Set down the listing again, word for word.

**Dataset:**
+++
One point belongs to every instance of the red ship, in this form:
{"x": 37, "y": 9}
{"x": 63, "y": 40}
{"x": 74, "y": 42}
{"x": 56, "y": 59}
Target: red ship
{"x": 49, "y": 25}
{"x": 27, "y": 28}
+++
**Task result:**
One point belongs to every instance of the red ship, in this form:
{"x": 37, "y": 9}
{"x": 63, "y": 40}
{"x": 74, "y": 42}
{"x": 56, "y": 59}
Target: red ship
{"x": 49, "y": 25}
{"x": 27, "y": 28}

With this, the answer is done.